Trecho selecionado:
É com base na desesperança de uma sociedade contaminada por acordos obscuros em todas as suas camadas que Joel Coen e Ethan Coen escreveram o roteiro desta sua terceira produção, fortemente influenciada pelo cinema noir e que passou por um processo difícil de composição, tendo a dupla abandonado o texto incompleto, escrito Barton Fink – Delírios de Hollywood inteirinho e só depois voltado para finalizar a história de Tom (Gabriel Byrne), Leo (Albert Finney) e Johnny (Jon Polito) em uma complexa ciranda de poder em um cenário que delineia ainda mais as influências noir da fita: os Estados Unidos durante da Leia Seca.

Controlar a distribuição de bebidas, porém, é apenas a face de maior destaque do filme. Em jogo, há ainda um tema tabu (a homossexualidade, tratada com acuidade histórica pelo roteiro); uma femme fatale e grupos bem distintos ligados ao protagonistas, cada um deles formado por indivíduos que se enquadram no humor nonsense dos Coen, muitas vezes indo contra a tudo o que se espera de pessoas daquele caráter, naquela posição.

É evidente que a conjunção de fatores tão diferentes resultariam em um filme de gângster misto de suspense em algo rico, incomum e que mostra a sociedade americana de final dos anos 1920 de uma outra forma. O roteiro de Ajuste Final não se preocupa em abordar o todo, o campo macro. Ele é, no melhor sentido da palavra, bairrista, quase íntimo, colocando seus personagens à prova, medindo suas reações e fazendo com que o espectador também jogue, como em O Príncipe de Maquiavel, com as muitas formas de exercer o poder, pensando o por quê de determinados acordos, rejeitando esta ou aquela atitude, confundindo-se com o “lado” que o astuto Tom está apoiando e surpreendendo-se — ou, em último estágio, frustrando-se — com o ponto final da história e a revelação um tanto anticlimática que dá cabo à saga.

Exercício 1: Reescreva tudo o que vai de "É com base na" até "da Leia Seca." na crítica de Ajuste Final, substituindo "roteiro" por "argumento".
Exercício 2: Diga se cada afirmação concorda com a crítica de Ajuste Final, respondendo sim ou não e citando as palavras decisivas da crítica. (a) Os Coen deixaram o texto incompleto e escreveram Barton Fink antes de terminá-lo. (b) O roteiro se preocupa em abordar o campo macro. (c) O filme é a terceira produção dos Coen.
Os registros não têm relação com a crítica.

[Excertos de conjunto de dados sobre apontamento de objetos]

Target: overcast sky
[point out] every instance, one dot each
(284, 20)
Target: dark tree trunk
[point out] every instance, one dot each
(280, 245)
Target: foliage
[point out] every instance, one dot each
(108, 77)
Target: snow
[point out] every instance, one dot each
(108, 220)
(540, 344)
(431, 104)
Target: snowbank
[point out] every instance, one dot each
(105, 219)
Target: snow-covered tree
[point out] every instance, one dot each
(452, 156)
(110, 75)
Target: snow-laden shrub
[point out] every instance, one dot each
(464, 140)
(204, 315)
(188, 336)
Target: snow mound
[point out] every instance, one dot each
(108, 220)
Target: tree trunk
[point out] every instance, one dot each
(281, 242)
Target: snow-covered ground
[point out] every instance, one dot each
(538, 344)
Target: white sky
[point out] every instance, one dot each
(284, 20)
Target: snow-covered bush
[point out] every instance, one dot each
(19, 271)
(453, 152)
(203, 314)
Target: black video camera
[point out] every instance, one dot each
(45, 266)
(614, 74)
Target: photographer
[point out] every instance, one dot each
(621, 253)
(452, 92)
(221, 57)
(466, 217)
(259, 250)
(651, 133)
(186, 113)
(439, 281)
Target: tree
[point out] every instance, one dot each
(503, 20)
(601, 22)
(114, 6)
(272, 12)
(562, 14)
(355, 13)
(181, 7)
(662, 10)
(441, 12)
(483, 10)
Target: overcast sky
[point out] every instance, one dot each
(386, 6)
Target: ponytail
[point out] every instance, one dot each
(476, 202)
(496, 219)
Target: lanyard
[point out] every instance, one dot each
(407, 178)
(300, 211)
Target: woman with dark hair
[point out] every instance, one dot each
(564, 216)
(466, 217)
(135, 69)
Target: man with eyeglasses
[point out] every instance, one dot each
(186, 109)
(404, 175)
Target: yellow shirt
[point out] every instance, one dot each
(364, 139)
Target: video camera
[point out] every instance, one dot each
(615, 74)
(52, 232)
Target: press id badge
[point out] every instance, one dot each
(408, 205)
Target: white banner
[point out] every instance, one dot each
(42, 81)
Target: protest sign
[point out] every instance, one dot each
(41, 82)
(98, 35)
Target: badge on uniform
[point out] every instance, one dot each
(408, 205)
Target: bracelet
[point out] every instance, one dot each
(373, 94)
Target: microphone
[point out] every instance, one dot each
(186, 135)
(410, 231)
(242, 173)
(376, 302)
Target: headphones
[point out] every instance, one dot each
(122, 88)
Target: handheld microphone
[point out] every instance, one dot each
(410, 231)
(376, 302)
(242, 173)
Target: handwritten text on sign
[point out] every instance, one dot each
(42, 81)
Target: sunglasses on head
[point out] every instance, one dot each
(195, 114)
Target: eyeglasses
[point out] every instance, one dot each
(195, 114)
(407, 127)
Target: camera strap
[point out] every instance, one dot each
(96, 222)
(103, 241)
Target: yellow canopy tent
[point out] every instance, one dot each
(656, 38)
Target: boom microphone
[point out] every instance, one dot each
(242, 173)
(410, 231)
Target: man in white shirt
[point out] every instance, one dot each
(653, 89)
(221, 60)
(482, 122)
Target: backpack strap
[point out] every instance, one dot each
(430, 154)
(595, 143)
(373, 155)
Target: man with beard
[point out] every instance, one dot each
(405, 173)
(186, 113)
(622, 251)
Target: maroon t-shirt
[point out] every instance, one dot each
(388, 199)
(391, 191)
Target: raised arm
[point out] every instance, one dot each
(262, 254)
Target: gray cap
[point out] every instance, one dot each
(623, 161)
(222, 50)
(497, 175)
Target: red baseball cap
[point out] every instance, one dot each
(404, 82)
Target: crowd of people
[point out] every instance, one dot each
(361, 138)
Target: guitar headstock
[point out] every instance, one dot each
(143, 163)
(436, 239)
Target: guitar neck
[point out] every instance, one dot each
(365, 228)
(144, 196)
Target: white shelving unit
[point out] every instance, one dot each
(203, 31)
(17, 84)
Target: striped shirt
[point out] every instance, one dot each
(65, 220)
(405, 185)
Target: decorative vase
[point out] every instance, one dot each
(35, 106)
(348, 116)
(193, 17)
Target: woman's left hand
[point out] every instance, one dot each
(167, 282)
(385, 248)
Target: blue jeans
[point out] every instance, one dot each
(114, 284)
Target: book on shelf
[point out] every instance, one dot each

Solução completa 1:
É com base na desesperança de uma sociedade contaminada por acordos obscuros em todas as suas camadas que Joel Coen e Ethan Coen escreveram o argumento desta sua terceira produção, fortemente influenciada pelo cinema noir e que passou por um processo difícil de composição, tendo a dupla abandonado o texto incompleto, escrito Barton Fink – Delírios de Hollywood inteirinho e só depois voltado para finalizar a história de Tom (Gabriel Byrne), Leo (Albert Finney) e Johnny (Jon Polito) em uma complexa ciranda de poder em um cenário que delineia ainda mais as influências noir da fita: os Estados Unidos durante da Leia Seca.

Solução completa 2:
(a) Sim: "tendo a dupla abandonado o texto incompleto, escrito Barton Fink – Delírios de Hollywood inteirinho e só depois voltado para finalizar a história".
(b) Não: "O roteiro de Ajuste Final não se preocupa em abordar o todo, o campo macro."
(c) Sim: "desta sua terceira produção".